> **EXERCISE OBJECTIVE**: Reproduce the material starting with the line containing "Can you spot any grass field in this picture?" and going on through the end, swapping "bounding box" for "enclosing box" and leaving everything else as it is.

> **RECORDS FOR THE TASK**:
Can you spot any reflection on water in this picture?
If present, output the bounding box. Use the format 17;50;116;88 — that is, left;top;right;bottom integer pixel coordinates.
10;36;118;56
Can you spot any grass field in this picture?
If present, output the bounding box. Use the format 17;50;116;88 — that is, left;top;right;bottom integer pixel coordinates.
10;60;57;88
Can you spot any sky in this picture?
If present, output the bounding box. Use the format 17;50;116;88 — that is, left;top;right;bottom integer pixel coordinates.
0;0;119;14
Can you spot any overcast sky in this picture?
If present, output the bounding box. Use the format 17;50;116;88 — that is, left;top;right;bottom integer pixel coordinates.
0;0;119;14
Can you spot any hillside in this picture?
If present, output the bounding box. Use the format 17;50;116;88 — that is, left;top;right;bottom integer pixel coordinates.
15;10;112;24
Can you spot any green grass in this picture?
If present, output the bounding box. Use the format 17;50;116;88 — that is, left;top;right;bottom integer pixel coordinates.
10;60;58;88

> **FINAL ANSWER**:
Can you spot any grass field in this picture?
If present, output the enclosing box. Use the format 17;50;116;88 — that is, left;top;right;bottom integer pixel coordinates.
10;60;57;88
Can you spot any sky in this picture?
If present, output the enclosing box. Use the format 17;50;116;88 — that is, left;top;right;bottom integer pixel coordinates.
0;0;119;14
Can you spot any overcast sky in this picture?
If present, output the enclosing box. Use the format 17;50;116;88 — that is, left;top;right;bottom integer pixel coordinates.
0;0;119;14
Can you spot any hillside in this picture?
If present, output the enclosing box. Use the format 17;50;116;88 — that is, left;top;right;bottom integer pixel coordinates.
15;10;112;24
Can you spot any green grass in this picture?
If present, output the enclosing box. Use the format 17;50;116;88 — that is, left;top;right;bottom integer pixel coordinates.
10;60;58;88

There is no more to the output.